### Listed records ###

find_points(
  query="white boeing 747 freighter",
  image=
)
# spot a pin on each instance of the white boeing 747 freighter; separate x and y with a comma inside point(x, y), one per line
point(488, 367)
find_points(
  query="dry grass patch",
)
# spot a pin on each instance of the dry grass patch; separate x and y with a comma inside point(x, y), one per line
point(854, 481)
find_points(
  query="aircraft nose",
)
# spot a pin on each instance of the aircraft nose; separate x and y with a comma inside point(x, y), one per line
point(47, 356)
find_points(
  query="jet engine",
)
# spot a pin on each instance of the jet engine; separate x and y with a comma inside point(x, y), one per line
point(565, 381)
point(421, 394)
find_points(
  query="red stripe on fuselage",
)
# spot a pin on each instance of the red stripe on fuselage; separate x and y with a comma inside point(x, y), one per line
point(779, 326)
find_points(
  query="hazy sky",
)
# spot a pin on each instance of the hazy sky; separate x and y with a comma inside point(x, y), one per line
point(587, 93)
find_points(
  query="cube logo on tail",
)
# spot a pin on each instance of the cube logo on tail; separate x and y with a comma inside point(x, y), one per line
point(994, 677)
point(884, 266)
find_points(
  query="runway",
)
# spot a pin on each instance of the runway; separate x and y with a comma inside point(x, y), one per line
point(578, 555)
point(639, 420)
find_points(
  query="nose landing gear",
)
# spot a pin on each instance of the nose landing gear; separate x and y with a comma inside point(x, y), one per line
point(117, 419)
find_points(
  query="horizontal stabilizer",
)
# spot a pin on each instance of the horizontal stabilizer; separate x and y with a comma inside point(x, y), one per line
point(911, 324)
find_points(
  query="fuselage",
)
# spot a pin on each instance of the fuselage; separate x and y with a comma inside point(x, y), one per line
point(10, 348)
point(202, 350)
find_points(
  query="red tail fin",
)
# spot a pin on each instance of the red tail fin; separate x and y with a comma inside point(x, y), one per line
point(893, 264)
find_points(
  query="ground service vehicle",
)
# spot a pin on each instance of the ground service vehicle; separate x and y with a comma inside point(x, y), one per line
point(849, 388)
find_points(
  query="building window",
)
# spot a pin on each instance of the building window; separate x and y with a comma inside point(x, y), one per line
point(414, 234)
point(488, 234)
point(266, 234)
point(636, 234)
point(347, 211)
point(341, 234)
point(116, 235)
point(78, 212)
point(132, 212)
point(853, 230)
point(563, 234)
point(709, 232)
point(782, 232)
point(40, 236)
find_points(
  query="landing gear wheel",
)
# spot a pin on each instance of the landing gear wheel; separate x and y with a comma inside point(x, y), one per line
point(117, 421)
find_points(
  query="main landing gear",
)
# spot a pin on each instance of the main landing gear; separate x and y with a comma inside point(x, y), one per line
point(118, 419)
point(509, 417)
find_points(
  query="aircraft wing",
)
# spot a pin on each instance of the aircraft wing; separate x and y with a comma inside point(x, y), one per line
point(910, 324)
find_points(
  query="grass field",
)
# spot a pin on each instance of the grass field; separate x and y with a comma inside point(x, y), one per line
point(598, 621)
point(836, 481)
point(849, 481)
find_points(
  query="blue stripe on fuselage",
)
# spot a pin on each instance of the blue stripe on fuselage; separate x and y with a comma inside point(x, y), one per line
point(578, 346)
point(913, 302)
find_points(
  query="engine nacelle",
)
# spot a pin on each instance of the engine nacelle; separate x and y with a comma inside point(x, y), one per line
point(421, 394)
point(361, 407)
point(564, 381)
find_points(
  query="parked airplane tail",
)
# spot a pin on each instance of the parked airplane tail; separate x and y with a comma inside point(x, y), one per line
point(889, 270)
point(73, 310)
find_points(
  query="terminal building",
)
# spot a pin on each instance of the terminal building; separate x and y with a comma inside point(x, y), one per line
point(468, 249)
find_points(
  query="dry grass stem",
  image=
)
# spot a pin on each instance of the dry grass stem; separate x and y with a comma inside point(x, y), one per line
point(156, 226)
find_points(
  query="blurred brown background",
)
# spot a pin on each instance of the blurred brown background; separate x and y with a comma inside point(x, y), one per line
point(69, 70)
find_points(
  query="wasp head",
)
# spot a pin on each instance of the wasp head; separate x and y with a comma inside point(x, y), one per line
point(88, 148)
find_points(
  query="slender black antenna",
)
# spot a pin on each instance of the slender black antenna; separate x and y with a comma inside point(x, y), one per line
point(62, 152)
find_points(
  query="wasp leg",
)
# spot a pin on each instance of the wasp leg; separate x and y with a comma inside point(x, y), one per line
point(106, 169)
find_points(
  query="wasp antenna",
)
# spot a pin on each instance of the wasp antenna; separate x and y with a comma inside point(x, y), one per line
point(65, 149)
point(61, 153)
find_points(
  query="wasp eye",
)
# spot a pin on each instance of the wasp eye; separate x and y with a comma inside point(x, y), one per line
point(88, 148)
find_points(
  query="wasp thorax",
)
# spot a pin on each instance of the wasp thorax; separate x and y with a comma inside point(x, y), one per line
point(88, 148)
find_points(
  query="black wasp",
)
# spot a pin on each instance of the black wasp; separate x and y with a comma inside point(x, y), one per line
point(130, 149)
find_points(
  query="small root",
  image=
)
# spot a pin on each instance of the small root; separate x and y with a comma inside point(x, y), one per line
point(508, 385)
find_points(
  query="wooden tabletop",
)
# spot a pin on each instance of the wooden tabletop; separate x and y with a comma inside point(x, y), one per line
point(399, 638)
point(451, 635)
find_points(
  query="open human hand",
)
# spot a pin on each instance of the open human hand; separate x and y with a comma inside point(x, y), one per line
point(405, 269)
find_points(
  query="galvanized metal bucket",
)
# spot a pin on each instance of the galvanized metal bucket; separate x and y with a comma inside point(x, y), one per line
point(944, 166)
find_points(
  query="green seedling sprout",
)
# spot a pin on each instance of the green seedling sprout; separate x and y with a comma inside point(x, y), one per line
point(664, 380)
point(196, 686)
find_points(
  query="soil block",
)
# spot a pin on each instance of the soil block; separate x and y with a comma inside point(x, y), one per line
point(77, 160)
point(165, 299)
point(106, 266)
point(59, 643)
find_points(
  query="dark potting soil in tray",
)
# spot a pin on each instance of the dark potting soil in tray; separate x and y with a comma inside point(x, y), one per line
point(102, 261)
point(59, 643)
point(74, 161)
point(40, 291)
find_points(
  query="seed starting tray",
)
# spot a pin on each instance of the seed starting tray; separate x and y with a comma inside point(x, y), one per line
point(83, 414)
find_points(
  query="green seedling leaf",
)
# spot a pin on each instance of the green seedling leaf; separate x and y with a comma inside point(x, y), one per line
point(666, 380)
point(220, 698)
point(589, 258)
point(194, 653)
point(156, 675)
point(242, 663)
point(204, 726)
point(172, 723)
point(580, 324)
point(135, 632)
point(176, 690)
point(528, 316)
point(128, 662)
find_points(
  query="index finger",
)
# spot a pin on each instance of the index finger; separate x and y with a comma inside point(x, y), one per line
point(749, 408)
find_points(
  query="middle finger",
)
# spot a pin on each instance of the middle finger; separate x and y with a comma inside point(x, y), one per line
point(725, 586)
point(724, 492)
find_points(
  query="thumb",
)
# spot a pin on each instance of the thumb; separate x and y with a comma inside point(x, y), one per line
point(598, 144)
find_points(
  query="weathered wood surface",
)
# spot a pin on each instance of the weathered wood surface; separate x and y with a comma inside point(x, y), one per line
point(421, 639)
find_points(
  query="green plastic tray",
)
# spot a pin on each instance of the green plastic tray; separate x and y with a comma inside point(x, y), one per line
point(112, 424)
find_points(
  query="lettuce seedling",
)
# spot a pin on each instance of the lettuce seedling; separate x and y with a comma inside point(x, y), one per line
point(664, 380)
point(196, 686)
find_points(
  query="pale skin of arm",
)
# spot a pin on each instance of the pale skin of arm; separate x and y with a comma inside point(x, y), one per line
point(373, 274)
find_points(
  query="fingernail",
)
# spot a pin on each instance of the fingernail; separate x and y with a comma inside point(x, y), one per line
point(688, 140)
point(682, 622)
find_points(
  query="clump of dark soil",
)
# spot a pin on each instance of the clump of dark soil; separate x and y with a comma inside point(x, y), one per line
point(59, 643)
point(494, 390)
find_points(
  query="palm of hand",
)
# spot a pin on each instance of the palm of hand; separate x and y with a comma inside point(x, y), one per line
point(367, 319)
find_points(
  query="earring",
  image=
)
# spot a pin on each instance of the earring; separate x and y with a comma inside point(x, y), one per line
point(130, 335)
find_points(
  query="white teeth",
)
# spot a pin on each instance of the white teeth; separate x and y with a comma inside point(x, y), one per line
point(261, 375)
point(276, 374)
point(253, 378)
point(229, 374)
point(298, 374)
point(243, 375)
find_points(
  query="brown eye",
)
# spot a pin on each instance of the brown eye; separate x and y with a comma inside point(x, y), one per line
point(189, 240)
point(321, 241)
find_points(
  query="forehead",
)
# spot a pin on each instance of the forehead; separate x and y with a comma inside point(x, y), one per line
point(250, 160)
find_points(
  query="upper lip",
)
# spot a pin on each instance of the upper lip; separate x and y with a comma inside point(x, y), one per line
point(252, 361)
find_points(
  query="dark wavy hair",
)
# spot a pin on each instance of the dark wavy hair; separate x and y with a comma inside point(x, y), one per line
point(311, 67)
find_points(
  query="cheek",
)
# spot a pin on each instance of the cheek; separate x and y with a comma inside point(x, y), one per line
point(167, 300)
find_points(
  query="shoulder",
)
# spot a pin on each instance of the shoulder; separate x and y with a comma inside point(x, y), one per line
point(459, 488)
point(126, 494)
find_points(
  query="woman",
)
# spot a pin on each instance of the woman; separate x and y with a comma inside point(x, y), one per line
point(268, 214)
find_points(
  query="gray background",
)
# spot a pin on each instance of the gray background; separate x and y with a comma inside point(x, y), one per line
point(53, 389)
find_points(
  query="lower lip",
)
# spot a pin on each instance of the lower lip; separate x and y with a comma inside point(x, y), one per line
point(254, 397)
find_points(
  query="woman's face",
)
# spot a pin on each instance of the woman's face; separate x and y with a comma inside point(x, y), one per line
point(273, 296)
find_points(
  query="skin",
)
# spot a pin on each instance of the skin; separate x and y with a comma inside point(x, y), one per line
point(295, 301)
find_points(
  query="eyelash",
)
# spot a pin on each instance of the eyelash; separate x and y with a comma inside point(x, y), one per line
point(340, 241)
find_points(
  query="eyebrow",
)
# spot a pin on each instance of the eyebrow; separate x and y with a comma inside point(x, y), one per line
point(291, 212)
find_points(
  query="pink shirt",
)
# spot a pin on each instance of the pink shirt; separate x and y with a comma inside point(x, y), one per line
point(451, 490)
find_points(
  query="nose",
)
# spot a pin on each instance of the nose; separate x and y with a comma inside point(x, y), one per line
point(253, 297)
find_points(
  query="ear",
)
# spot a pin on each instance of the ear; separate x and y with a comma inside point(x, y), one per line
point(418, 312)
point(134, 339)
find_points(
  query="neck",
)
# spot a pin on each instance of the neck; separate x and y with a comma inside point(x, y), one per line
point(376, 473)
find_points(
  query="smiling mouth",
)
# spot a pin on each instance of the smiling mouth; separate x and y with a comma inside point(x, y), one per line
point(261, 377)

###

Your goal: Please identify each line in the data above that contains the string "wing" and copy those lines in full.

The solution:
  query="aircraft wing",
# spot a pin on each instance of the aircraft wing; separate x and y with a comma inside point(x, y), one per line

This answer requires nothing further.